> Page excerpt:
○ ○ ○ ○ ○ ○ ○

Friday 5 October 2012

A Not So Blank Session

I fished a certain gravel pit a couple of weeks ago.  The weather was warm, the water deep, and so, despite the clear sky, I was expecting to catch.  And I did, although the fish were neither of the size nor species I had aimed for.   Tench were once more the target, but not a sniff of a tench was seen.


But the afternoon was not wasted, for there were dragonflies and damselflies everywhere, and of several species.  The fish, apart from a few very obvious carp cruising, were inactive, and so certainly were the tench.  But the dragonflies provided me with a few photographs. This first photograph is of a "migrant hawker dragonfly".  As dragonflies go, it sounds, from the "migrant" tag, to be a rare visitor, but that is not the case, and it appears to be fairly common.   Easily confused with the common hawker, but I think I have the ID correct.

○ ○ ○ ○ ○ ○ ○

> Provided material:

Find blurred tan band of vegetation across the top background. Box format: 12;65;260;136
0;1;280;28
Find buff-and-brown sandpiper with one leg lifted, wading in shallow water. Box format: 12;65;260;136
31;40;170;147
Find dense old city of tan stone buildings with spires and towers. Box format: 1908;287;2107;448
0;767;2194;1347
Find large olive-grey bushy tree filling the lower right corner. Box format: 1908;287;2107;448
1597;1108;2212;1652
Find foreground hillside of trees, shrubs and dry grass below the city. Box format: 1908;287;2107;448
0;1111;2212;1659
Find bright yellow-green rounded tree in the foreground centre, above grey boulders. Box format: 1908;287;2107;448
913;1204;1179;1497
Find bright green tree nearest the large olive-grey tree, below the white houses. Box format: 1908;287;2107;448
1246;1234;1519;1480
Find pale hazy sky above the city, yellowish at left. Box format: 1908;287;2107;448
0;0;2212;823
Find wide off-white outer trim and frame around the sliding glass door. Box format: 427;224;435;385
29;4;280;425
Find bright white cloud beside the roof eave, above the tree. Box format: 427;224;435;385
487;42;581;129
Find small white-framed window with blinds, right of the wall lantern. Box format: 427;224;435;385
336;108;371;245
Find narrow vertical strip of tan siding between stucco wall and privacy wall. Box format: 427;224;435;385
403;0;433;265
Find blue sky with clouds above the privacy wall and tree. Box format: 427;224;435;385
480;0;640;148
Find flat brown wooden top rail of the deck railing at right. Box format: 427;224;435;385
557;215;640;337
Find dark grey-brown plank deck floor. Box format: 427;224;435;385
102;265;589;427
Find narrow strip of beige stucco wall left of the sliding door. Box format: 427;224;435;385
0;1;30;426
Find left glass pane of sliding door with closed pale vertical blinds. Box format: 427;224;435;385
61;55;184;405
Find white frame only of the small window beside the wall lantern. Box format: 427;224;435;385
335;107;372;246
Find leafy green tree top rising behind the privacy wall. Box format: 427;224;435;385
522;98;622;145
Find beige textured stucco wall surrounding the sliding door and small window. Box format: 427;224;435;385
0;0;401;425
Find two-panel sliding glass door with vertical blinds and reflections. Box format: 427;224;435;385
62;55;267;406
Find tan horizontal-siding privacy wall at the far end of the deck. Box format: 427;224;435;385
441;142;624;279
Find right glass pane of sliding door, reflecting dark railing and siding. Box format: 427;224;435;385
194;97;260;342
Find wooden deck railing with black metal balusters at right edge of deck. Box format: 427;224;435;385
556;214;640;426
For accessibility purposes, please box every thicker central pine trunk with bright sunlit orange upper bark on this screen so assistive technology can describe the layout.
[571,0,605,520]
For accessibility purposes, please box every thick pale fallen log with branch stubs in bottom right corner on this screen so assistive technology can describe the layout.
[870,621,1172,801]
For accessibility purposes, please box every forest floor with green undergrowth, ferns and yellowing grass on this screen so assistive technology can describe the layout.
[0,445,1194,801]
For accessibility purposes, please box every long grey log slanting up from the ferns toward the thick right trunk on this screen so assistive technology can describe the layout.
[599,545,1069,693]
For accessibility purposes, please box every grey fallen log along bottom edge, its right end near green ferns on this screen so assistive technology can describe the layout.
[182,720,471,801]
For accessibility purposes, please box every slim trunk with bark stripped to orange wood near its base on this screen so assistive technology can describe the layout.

○ ○ ○ ○ ○ ○ ○

> What needs to be done:
Transcribe the gravel pit blog post from "A Not So Blank" down to "the ID correct.", matching it word for word. None of the lines above are needed for what comes next.

> Exercise output:
A Not So Blank Session

I fished a certain gravel pit a couple of weeks ago.  The weather was warm, the water deep, and so, despite the clear sky, I was expecting to catch.  And I did, although the fish were neither of the size nor species I had aimed for.   Tench were once more the target, but not a sniff of a tench was seen.


But the afternoon was not wasted, for there were dragonflies and damselflies everywhere, and of several species.  The fish, apart from a few very obvious carp cruising, were inactive, and so certainly were the tench.  But the dragonflies provided me with a few photographs. This first photograph is of a "migrant hawker dragonfly".  As dragonflies go, it sounds, from the "migrant" tag, to be a rare visitor, but that is not the case, and it appears to be fairly common.   Easily confused with the common hawker, but I think I have the ID correct.